■ Fonte
+++++
TCHUTCHUCA DO CENTRÃO — Nos últimos dias, a imprensa tem dedicado um espaço generoso às mudanças que Lula pretende fazer em seu ministério — todas destinadas, como já foi dito, a garantir uma base parlamentar mais estável e disposta a aprovar as medidas de interesse do Planalto. Lula se recusa a admitir, a despeito de todas as aparências e evidências, que esteja acolhendo em sua administração o chamado Centrão — algo que, para ele, "não existe".
Para o presidente, o que está vindo para o seu lado não é o Centrão, mas os partidos a que seus membros estão filiados... Ele prefere fingir que não conhece o caráter adesista do grupo — que faz de tudo para ficar ao lado do governo, qualquer governo, independente do que ele diga, pense ou fale.
Lula conhece como ninguém as regras do jogo parlamentar, sabe jogá-lo com maestria e é capaz de fazer os movimentos mais ousados sem que isso provoque qualquer desgaste mais profundo em sua imagem. Bolsonaro foi chamado de "tchutchuca do Centrão" quando decidiu, já na metade de seu mandato, substituir nomes técnicos de sua equipe por políticos que lhe assegurassem apoio parlamentar. Lula está fazendo mesma coisa pouco depois de completar seis meses no posto. O que se comenta é que pastas como a dos Esportes, ocupada pela ex-atleta Ana Moser, ou da Ciência e Tecnologia, comandada pela engenheira Luciana Santos, poderão ser oferecidas em troca do apoio que faltou ao governo nas votações de matérias de seu interesse no primeiro semestre.
+++++
■ Enunciado da tarefa
Cite sem alterações o trecho do texto sobre Lula e o Centrão que vai de "Lula conhece como" até "no primeiro semestre.", incluindo essas últimas palavras.

■ Dados
+++++
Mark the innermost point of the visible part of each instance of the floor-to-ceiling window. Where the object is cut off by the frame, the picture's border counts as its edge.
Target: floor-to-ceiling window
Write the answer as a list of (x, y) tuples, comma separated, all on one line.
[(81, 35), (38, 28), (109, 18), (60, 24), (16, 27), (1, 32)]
+++++
■ Resultado da tarefa
Lula conhece como ninguém as regras do jogo parlamentar, sabe jogá-lo com maestria e é capaz de fazer os movimentos mais ousados sem que isso provoque qualquer desgaste mais profundo em sua imagem. Bolsonaro foi chamado de "tchutchuca do Centrão" quando decidiu, já na metade de seu mandato, substituir nomes técnicos de sua equipe por políticos que lhe assegurassem apoio parlamentar. Lula está fazendo mesma coisa pouco depois de completar seis meses no posto. O que se comenta é que pastas como a dos Esportes, ocupada pela ex-atleta Ana Moser, ou da Ciência e Tecnologia, comandada pela engenheira Luciana Santos, poderão ser oferecidas em troca do apoio que faltou ao governo nas votações de matérias de seu interesse no primeiro semestre.